A run of records:
---

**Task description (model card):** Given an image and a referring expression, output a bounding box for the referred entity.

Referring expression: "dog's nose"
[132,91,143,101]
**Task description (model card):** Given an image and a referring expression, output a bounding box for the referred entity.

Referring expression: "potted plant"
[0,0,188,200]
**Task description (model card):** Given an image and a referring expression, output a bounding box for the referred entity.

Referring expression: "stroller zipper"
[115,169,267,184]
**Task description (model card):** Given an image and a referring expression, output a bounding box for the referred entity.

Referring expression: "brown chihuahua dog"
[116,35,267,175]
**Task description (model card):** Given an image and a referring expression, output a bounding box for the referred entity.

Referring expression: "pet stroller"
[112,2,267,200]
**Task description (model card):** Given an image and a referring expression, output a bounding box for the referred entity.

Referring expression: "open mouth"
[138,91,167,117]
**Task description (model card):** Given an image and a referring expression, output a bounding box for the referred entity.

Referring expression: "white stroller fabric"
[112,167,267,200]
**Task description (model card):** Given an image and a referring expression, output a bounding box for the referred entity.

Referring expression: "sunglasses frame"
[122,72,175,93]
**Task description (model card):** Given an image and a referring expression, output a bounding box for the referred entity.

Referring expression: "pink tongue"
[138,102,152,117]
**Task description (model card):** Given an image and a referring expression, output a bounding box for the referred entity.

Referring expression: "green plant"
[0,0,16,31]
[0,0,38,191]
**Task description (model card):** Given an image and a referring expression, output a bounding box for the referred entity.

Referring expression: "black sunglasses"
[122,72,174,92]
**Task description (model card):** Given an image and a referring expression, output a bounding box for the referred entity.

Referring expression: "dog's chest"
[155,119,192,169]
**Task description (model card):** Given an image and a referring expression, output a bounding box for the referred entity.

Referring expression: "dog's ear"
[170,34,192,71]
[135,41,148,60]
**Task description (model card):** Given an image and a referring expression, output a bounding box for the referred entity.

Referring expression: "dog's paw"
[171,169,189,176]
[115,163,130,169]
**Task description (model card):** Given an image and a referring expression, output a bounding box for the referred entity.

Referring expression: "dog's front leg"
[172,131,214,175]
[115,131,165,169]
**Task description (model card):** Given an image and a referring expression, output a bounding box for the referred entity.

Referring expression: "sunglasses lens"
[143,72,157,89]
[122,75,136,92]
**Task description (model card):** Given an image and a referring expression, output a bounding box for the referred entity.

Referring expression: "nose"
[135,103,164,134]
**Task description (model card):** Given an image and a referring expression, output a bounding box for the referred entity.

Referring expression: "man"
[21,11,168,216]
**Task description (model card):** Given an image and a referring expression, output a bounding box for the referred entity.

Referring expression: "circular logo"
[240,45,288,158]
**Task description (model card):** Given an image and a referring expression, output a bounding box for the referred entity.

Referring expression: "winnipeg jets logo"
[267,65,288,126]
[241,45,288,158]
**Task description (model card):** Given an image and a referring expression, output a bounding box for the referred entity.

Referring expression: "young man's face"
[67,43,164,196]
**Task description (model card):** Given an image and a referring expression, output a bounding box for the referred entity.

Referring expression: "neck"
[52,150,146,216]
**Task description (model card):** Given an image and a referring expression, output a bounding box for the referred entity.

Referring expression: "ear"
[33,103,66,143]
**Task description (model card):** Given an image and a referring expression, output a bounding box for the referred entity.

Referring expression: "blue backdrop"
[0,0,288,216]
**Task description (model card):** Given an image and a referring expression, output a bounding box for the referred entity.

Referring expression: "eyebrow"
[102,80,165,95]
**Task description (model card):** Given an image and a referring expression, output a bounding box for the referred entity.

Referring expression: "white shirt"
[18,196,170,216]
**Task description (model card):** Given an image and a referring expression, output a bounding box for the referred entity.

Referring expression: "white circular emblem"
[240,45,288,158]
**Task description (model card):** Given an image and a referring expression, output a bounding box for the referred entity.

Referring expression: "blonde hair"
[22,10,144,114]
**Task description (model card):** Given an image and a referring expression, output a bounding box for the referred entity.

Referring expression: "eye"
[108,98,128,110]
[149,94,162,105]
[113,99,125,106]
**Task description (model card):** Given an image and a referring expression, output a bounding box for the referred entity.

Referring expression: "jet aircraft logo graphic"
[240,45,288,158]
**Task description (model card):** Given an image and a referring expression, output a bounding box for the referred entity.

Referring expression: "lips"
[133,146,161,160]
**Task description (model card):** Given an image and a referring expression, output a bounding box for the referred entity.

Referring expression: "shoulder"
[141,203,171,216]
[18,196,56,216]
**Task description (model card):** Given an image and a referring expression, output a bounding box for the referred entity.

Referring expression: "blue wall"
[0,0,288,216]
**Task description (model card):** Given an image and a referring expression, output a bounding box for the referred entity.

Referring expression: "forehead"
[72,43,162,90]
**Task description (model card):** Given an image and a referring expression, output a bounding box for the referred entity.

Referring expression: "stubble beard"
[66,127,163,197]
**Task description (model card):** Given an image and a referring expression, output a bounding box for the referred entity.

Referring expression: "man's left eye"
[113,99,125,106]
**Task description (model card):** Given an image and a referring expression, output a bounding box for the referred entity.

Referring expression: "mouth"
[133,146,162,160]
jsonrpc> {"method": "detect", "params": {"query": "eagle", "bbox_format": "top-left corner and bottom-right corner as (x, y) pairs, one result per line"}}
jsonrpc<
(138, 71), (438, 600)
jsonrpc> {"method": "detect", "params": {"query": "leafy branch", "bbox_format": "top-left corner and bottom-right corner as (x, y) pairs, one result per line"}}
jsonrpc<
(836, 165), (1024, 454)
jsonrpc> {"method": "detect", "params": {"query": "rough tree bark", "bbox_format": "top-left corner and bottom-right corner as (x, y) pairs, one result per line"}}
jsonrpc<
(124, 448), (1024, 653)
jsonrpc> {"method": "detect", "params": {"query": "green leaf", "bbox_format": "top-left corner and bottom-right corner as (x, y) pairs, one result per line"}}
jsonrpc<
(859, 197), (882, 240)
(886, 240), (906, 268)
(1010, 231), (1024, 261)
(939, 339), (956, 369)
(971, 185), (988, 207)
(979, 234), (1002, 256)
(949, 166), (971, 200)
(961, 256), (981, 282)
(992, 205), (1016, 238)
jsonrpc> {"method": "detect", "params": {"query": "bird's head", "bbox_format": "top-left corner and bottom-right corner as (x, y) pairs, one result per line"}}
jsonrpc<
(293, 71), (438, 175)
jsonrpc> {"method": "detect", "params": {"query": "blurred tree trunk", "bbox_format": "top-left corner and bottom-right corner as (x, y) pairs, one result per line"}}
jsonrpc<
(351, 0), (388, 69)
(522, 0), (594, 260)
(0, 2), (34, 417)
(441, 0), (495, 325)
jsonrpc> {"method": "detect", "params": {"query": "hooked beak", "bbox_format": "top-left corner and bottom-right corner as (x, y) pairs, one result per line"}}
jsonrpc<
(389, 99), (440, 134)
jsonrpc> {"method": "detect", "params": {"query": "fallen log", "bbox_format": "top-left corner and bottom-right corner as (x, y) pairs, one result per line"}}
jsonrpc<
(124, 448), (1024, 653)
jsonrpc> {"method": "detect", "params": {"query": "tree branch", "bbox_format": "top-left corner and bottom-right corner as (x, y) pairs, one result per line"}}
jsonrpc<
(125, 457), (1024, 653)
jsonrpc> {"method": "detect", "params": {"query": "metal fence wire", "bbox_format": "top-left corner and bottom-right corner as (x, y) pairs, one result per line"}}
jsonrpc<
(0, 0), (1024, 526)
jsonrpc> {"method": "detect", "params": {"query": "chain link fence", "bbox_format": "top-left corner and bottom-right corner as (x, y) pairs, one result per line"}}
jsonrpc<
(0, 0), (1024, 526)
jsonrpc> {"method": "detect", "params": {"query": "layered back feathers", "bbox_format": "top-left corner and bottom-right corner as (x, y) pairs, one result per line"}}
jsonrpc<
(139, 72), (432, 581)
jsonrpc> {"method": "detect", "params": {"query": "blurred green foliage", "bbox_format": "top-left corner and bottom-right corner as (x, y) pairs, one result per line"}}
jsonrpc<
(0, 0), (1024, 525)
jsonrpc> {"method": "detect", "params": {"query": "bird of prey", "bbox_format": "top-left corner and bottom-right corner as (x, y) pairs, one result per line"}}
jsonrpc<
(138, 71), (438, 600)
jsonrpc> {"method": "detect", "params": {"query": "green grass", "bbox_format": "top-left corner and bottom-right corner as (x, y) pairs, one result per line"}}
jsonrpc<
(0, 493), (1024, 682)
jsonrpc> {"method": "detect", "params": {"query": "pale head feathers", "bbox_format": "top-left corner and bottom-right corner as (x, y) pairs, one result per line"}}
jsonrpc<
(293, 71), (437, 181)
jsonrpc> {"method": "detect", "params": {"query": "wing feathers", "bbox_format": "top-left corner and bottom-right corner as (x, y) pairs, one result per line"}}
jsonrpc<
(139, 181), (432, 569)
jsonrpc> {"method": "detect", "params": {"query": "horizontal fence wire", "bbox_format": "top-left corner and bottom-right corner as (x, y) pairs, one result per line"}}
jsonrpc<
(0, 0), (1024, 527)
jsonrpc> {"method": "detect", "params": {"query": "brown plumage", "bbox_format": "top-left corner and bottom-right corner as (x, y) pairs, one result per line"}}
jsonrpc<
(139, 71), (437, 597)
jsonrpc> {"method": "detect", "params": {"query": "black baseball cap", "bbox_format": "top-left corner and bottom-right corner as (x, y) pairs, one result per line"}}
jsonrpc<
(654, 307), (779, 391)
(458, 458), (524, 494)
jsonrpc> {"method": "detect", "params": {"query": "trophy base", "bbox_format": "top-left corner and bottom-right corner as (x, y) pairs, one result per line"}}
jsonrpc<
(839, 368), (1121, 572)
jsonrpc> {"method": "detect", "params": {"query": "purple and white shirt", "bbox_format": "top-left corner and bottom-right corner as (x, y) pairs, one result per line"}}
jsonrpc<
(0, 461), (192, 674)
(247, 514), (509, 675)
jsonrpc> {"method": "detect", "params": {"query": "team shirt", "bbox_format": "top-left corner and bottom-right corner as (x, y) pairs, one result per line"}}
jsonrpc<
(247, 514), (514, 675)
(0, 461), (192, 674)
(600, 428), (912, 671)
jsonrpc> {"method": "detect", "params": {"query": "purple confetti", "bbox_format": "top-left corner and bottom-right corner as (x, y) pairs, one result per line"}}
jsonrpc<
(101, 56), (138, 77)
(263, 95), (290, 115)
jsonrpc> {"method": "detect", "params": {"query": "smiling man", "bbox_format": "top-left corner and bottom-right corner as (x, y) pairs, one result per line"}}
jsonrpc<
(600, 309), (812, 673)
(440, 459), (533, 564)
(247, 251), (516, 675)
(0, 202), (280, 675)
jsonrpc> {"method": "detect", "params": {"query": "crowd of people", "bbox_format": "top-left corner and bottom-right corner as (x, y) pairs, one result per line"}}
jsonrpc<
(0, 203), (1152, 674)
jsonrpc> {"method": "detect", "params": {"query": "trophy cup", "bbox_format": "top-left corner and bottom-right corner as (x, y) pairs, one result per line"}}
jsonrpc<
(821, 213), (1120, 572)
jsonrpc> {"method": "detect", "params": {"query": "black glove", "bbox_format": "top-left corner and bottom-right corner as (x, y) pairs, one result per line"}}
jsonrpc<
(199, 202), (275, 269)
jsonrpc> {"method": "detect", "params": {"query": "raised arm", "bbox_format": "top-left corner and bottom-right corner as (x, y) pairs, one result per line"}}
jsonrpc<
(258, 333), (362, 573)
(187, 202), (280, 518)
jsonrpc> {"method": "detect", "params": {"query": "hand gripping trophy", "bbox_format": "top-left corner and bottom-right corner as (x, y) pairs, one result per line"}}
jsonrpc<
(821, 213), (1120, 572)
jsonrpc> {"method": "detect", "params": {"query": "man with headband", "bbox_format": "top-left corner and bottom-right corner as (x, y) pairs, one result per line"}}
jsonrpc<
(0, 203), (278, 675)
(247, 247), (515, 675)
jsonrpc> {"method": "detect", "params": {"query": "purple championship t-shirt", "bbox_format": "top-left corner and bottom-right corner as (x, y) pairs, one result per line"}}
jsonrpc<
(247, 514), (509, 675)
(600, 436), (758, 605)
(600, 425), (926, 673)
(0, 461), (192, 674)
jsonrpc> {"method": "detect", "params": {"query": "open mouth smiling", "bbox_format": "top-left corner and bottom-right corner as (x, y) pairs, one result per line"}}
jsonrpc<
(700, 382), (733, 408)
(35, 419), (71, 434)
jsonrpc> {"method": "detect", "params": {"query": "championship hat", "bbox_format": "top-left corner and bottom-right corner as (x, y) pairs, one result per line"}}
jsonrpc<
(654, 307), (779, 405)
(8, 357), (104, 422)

---

[TO DO]: Update the entries from the beginning of the run down to the line containing "[122,72,174,92]" by replacing every "stroller" with "pram". Reproduce those lines with nothing else altered.

[PROBLEM SOLUTION]:
**Task description (model card):** Given an image and a referring expression, output a bounding box for the referred entity.

Referring expression: "dog's nose"
[132,91,143,101]
**Task description (model card):** Given an image and a referring expression, output a bounding box for the referred entity.

Referring expression: "potted plant"
[0,0,188,200]
**Task description (model card):** Given an image and a referring expression, output a bounding box for the referred entity.

Referring expression: "pram zipper"
[115,169,267,184]
**Task description (model card):** Given an image and a referring expression, output a bounding box for the referred entity.

Referring expression: "brown chihuahua dog"
[116,35,267,175]
**Task description (model card):** Given an image and a referring expression, output a bounding box for the referred entity.

Referring expression: "pet pram"
[112,2,267,200]
**Task description (model card):** Given an image and a referring expression, output a bounding box for the referred entity.

Referring expression: "open mouth"
[138,91,167,117]
**Task description (model card):** Given an image and a referring expression, output a bounding box for the referred entity.

Referring expression: "white pram fabric"
[112,167,267,200]
**Task description (model card):** Given an image and a referring expression, output a bounding box for the referred entity.

Referring expression: "sunglasses frame"
[122,72,175,93]
**Task description (model card):** Given an image and a referring expression, output a bounding box for the referred entity.

Referring expression: "pink tongue"
[138,102,152,117]
**Task description (model card):** Given an image and a referring expression, output a bounding box for the referred entity.

Referring expression: "green plant"
[0,0,16,31]
[0,0,38,191]
**Task description (model card):** Given an image and a referring expression, output a bounding box for the referred entity.

Referring expression: "black sunglasses"
[122,72,174,92]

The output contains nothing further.